**MATERIAL PROVIDED**:
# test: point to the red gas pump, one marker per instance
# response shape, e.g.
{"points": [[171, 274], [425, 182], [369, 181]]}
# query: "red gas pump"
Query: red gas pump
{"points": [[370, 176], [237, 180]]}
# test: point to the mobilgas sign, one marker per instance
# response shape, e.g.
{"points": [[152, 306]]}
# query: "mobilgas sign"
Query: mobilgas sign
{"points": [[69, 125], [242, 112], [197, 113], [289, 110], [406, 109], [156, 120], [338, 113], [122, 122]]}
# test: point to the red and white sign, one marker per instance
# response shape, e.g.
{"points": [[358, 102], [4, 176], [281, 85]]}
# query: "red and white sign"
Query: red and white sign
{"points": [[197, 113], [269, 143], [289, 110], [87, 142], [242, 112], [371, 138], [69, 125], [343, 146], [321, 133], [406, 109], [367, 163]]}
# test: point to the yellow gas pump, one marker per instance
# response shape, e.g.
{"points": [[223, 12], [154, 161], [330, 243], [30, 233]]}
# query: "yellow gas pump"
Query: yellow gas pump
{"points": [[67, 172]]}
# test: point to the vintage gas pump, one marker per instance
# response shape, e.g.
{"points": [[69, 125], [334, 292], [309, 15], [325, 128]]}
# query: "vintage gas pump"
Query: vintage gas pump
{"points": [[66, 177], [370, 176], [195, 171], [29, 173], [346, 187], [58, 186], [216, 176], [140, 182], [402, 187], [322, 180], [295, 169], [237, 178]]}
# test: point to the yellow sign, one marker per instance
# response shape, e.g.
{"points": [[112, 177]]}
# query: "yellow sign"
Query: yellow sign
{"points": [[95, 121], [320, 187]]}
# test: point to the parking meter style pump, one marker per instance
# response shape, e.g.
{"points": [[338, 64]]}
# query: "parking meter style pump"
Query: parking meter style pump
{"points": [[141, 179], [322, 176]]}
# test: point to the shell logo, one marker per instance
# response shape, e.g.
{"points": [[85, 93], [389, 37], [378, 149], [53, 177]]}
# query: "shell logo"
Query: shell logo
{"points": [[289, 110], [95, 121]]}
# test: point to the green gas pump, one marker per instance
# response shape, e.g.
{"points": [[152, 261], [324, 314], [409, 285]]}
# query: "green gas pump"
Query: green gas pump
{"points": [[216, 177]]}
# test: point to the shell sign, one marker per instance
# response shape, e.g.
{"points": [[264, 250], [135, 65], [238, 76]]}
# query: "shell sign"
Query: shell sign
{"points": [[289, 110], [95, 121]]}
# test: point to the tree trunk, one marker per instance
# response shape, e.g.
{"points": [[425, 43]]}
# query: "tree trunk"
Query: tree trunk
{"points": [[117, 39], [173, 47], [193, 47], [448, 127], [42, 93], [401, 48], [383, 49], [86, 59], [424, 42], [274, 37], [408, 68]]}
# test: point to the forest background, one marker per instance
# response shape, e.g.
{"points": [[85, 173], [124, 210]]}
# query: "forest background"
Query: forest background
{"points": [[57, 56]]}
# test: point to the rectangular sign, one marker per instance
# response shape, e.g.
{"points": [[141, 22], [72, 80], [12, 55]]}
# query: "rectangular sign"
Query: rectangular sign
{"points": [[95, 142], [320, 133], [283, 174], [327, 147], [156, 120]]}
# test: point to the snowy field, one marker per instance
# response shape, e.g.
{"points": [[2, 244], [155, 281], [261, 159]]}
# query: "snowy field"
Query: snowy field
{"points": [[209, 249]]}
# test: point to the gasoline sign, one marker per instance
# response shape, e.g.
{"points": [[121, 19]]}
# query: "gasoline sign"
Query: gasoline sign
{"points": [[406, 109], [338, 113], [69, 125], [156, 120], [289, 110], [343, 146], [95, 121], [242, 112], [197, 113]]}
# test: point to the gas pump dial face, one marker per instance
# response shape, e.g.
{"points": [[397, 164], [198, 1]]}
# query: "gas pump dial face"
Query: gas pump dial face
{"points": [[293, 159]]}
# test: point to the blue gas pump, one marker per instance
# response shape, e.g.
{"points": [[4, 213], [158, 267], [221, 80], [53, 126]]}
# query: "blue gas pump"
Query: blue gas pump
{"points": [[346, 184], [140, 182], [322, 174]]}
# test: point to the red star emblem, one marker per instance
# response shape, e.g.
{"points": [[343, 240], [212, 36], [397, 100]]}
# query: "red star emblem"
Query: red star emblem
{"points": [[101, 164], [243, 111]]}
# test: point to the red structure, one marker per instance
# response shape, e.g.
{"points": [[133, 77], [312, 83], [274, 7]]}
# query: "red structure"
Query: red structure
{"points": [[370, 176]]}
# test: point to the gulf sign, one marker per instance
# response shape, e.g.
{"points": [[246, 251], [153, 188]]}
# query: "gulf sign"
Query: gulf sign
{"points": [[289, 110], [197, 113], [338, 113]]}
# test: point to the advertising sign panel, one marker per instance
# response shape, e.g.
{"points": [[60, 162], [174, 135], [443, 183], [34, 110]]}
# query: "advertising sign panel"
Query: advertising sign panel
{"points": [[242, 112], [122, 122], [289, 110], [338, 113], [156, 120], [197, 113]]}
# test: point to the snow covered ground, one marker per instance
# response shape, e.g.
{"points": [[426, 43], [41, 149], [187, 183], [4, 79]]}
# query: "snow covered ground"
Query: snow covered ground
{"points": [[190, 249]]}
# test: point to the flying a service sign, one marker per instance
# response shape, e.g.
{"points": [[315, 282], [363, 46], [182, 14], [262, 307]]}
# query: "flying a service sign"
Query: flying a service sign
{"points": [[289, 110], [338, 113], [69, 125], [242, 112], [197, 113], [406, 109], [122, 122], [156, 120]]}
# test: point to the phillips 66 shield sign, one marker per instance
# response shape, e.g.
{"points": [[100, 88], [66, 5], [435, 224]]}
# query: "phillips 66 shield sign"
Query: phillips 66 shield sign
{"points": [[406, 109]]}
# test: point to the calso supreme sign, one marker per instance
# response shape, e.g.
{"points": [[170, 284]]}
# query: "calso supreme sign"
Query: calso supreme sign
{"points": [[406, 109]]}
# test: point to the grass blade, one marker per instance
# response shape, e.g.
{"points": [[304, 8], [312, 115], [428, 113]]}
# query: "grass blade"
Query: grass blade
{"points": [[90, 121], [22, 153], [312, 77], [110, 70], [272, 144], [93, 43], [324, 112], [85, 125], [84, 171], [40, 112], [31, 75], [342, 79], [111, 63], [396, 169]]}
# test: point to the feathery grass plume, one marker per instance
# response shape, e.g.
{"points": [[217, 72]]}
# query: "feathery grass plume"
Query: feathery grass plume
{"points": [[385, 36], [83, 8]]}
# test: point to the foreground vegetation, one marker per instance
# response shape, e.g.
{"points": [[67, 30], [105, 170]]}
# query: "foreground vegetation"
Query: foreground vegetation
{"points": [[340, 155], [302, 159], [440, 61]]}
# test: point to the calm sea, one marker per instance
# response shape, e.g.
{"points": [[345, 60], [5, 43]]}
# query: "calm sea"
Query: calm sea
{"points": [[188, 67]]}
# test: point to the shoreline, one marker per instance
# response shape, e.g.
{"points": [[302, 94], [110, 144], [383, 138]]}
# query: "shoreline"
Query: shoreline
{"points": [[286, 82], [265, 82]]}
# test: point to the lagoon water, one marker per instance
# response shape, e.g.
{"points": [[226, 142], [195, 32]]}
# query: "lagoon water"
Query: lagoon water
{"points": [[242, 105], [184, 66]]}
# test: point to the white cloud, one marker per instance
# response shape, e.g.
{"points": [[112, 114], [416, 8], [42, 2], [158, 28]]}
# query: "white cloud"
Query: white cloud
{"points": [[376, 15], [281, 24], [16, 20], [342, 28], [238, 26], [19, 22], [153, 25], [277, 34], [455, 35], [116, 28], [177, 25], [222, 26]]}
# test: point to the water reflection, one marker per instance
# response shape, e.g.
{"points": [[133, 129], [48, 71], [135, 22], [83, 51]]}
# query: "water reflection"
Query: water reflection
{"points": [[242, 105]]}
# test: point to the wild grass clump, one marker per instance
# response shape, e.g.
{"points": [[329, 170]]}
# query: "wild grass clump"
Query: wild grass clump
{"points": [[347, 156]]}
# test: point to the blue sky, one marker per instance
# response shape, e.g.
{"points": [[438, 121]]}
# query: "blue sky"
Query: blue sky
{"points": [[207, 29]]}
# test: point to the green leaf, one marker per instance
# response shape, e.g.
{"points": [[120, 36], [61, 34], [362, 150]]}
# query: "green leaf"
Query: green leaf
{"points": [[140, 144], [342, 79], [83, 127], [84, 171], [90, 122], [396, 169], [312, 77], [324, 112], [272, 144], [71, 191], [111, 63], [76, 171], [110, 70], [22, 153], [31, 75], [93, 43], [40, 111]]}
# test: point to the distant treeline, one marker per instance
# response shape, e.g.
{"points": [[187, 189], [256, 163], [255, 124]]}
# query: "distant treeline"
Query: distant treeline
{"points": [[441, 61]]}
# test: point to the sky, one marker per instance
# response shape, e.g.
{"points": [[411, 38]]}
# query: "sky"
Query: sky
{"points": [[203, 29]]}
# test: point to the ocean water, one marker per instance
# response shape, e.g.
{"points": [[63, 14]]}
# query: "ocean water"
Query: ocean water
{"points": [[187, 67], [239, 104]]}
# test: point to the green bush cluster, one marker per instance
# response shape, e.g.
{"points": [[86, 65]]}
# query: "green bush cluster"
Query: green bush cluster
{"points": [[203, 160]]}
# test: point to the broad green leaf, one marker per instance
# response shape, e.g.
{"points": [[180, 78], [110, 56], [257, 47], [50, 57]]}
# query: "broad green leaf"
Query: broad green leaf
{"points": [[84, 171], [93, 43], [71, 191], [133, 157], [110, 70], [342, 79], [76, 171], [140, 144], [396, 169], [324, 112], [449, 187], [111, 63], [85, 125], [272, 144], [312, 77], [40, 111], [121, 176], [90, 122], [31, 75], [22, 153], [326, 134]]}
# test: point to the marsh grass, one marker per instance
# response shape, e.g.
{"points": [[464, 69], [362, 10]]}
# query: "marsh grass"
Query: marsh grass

**PROMPT**:
Can you quote the part of the entries that opens with the line containing "# test: point to the ocean" and closes with the final line of the entries, including both of those lines?

**EXERCISE ANSWER**:
# test: point to the ocean water, one marker per instance
# response shape, e.g.
{"points": [[63, 14]]}
# query: "ocean water"
Query: ocean water
{"points": [[187, 67], [239, 104]]}
# test: point to the green bush cluster, one marker per instance
# response shape, e.g.
{"points": [[86, 65]]}
# query: "green bush cluster"
Query: green bush cluster
{"points": [[203, 160]]}
# test: point to the broad green leaf, one marker per instance
# response shape, e.g.
{"points": [[180, 78], [110, 56], [257, 47], [50, 57]]}
# query: "broad green leaf"
Query: broad green leaf
{"points": [[84, 171], [93, 43], [71, 191], [133, 157], [110, 70], [342, 79], [76, 171], [140, 144], [396, 169], [324, 112], [449, 187], [111, 63], [85, 125], [272, 144], [312, 77], [40, 111], [121, 176], [90, 122], [31, 75], [22, 153], [326, 134]]}
# test: point to the marsh grass, one marker per instance
# response shape, e.g.
{"points": [[464, 69], [362, 10]]}
# query: "marsh grass"
Query: marsh grass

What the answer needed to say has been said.